There are many parallels between business and sports. They are both highly competitive, performance-based, and operate within variable environments. They also identify time-bound objectives against external metrics of success – ranking, speed, and endurance for elite runners and market position, growth, and profitability for businesses.  

Running is often used as a metaphor for business because of its similar operating conditions. Adages such as “it’s a marathon, not a sprint” and “run your own race” help broaden perspectives on how to win within ever-changing environments. They provide context for selecting strategies to best deploy limited resources to accomplish aggressive and often record-breaking goals. They also guide the management of inputs of production to maximize results – talent, climate, fuel for elite runners and people, process, and technology for businesses. 

Measuring Performance

A skill businesses can learn from elite running is how to measure performance. Businesses track performance against their target objective, noting gaps or overages. Anything below the objective is viewed as a failure and above as a success. Elite runners take a different approach: They track against their current average performance. Anything below this level is a failure, and above is a success.

Measuring gaps versus objectives can direct analysis toward justifications (conditions weren’t right) compared to improvements (this condition was right). Dan Sullivan describes how this focus affects people in his book Learning How to Avoid Gaps.  “The result is a continual sense of missing the mark, feeling deficient, accompanied by a sense of frustration.” As performance improves, the gap reduces, yet capability gains may not stick because they are not reinforced. Successive failures can lead to discouragement and decreased confidence, reducing the probability of future success.

(Items from a data source)

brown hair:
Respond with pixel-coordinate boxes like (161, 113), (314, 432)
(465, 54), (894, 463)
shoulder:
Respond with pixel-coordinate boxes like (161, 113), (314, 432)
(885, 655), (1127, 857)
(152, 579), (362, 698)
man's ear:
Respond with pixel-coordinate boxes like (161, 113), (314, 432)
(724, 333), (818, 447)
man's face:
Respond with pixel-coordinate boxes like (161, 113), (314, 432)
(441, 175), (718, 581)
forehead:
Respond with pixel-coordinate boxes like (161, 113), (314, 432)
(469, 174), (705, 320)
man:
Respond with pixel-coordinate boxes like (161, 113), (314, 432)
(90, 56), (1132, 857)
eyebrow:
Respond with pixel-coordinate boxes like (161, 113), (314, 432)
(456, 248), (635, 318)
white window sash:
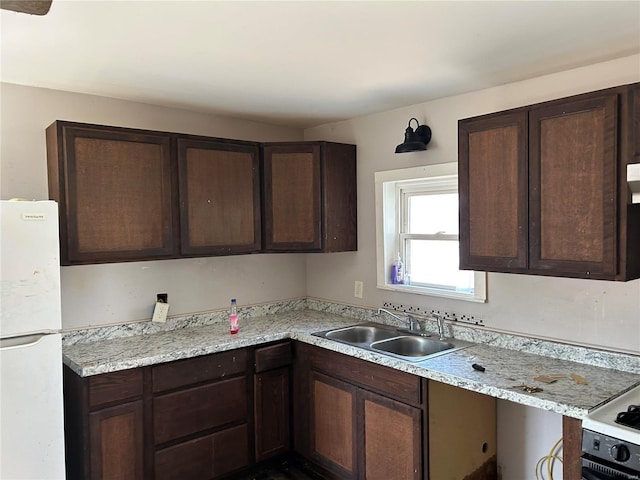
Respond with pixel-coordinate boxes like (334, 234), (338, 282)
(375, 163), (486, 302)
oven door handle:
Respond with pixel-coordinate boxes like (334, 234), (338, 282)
(582, 467), (613, 480)
(582, 467), (638, 480)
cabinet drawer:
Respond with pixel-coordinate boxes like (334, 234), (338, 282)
(154, 424), (249, 480)
(89, 368), (142, 407)
(256, 342), (291, 373)
(152, 349), (247, 393)
(309, 347), (422, 405)
(153, 377), (248, 445)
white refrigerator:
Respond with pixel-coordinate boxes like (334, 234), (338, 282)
(0, 200), (65, 480)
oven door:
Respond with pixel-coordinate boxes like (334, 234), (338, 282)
(580, 457), (640, 480)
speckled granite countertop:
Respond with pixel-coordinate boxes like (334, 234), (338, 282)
(63, 309), (640, 418)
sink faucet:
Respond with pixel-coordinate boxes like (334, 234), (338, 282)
(433, 314), (446, 340)
(378, 308), (420, 332)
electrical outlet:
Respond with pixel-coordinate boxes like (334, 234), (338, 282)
(151, 302), (169, 323)
(353, 280), (364, 298)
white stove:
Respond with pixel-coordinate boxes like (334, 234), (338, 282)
(582, 385), (640, 480)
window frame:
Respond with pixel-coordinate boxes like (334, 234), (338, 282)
(375, 163), (487, 303)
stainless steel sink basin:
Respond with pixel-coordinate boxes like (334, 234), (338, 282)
(371, 336), (455, 359)
(314, 322), (473, 362)
(325, 325), (398, 344)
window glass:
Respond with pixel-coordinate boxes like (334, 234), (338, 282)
(407, 192), (458, 235)
(407, 239), (473, 293)
(375, 163), (486, 302)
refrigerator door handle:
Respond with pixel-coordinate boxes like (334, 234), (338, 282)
(0, 333), (47, 350)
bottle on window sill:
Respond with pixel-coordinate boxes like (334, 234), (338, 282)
(391, 254), (404, 285)
(229, 298), (240, 335)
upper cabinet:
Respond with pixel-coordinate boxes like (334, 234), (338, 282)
(46, 121), (357, 265)
(459, 81), (640, 280)
(263, 142), (358, 252)
(46, 122), (177, 265)
(629, 83), (640, 163)
(178, 138), (261, 255)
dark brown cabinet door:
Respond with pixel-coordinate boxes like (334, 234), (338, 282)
(153, 377), (248, 445)
(263, 142), (357, 252)
(458, 84), (640, 280)
(629, 83), (640, 163)
(311, 372), (358, 478)
(358, 390), (422, 480)
(89, 400), (144, 480)
(154, 424), (249, 480)
(254, 367), (290, 462)
(47, 122), (176, 265)
(529, 94), (618, 279)
(458, 111), (528, 272)
(178, 138), (261, 255)
(264, 144), (322, 251)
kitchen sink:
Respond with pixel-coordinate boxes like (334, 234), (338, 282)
(371, 336), (455, 359)
(314, 322), (473, 362)
(325, 325), (398, 344)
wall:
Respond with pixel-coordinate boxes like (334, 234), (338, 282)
(0, 83), (306, 329)
(305, 56), (640, 353)
(305, 55), (640, 480)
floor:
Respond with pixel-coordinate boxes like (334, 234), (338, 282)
(234, 458), (326, 480)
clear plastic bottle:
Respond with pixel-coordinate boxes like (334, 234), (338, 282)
(229, 298), (240, 335)
(391, 254), (404, 285)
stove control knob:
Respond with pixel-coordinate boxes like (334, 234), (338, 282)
(611, 445), (631, 462)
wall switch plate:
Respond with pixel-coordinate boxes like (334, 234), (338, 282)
(151, 302), (169, 323)
(353, 280), (364, 298)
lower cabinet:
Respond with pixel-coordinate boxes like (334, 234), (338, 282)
(357, 390), (422, 480)
(63, 367), (145, 480)
(64, 341), (497, 480)
(253, 341), (292, 462)
(293, 343), (497, 480)
(64, 341), (292, 480)
(89, 400), (144, 479)
(154, 424), (249, 480)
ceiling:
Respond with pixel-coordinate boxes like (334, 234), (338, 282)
(0, 0), (640, 128)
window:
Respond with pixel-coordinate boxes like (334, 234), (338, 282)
(375, 163), (486, 302)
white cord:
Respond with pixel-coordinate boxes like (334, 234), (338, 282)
(536, 438), (562, 480)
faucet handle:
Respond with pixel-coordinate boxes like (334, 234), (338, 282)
(407, 313), (420, 331)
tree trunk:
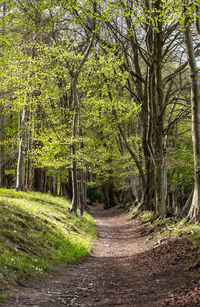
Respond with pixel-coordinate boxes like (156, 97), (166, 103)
(1, 101), (6, 188)
(70, 80), (79, 215)
(183, 18), (200, 221)
(16, 106), (27, 191)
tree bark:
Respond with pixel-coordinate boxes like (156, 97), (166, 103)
(183, 10), (200, 221)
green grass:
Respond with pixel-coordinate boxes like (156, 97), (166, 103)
(0, 189), (96, 294)
(131, 207), (200, 248)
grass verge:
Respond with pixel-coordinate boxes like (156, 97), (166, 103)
(0, 189), (96, 303)
(131, 207), (200, 248)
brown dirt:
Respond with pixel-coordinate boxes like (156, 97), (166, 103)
(0, 207), (200, 307)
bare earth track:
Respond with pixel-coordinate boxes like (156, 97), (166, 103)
(0, 207), (200, 307)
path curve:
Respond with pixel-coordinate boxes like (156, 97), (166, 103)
(4, 206), (199, 307)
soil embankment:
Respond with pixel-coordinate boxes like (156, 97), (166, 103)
(4, 207), (200, 307)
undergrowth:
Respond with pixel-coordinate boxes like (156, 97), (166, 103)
(0, 189), (96, 303)
(131, 207), (200, 248)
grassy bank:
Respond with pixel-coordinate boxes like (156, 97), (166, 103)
(0, 189), (96, 302)
(131, 207), (200, 249)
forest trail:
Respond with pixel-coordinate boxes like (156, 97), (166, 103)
(3, 206), (200, 307)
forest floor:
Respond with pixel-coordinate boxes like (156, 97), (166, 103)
(0, 206), (200, 307)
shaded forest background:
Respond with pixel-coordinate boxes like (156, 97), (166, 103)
(0, 0), (200, 219)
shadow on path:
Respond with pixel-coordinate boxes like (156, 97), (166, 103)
(4, 206), (200, 307)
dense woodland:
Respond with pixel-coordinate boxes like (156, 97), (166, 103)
(0, 0), (200, 220)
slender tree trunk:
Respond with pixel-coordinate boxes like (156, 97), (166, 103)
(0, 0), (6, 188)
(16, 42), (33, 191)
(70, 79), (79, 215)
(16, 106), (27, 191)
(1, 101), (6, 188)
(183, 18), (200, 221)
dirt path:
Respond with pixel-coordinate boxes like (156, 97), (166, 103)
(4, 207), (200, 307)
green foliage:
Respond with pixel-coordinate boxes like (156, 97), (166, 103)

> **Written instruction 1**:
In the passage on running and business, what do elite runners track their performance against?
> **Written instruction 2**:
Reproduce word for word the passage on running and business, from "Measuring Performance" up to and including "is a success.".
> **Written instruction 3**:
Write the next part of the passage on running and business, picking up after its last sentence.

> **Reply 1**:
They track against their current average performance.

> **Reply 2**:
Measuring Performance

A skill businesses can learn from elite running is how to measure performance. Businesses track performance against their target objective, noting gaps or overages. Anything below the objective is viewed as a failure and above as a success. Elite runners take a different approach: They track against their current average performance. Anything below this level is a failure, and above is a success.

> **Reply 3**:
Performance Improvements

The opposite effect is true for elite runners. Each performance improvement is acknowledged, capability builds, and confidence increases. As Judd Hoekstra explains in his book Crunch Time: How to Be Your Best When It Matters Most, “As your performance improves, your average shifts, which takes your game to the next level.” Achievements lead to stronger capabilities and further progress toward the objective.

The benefits of focusing on performance improvement are equally applicable to any change made to how people work during organizational transformations. New behaviors, processes, or systems take time to adopt fully. Recognizing advances through the transition motivates future gains. It may even lower resistance to new ways of working that often derail initiatives.

In Conclusion

Elite running demonstrates that what to measure is a strategy in itself. Measurement of performance improvement acknowledges that success comes in increments; measurement of performance gaps reinforces the size of the needed performance improvement. It’s a choice between measuring how much you improved your personal best performance or how short you fell from a world record.  For elite running and business, feeling like a champion usually leads to the best performance.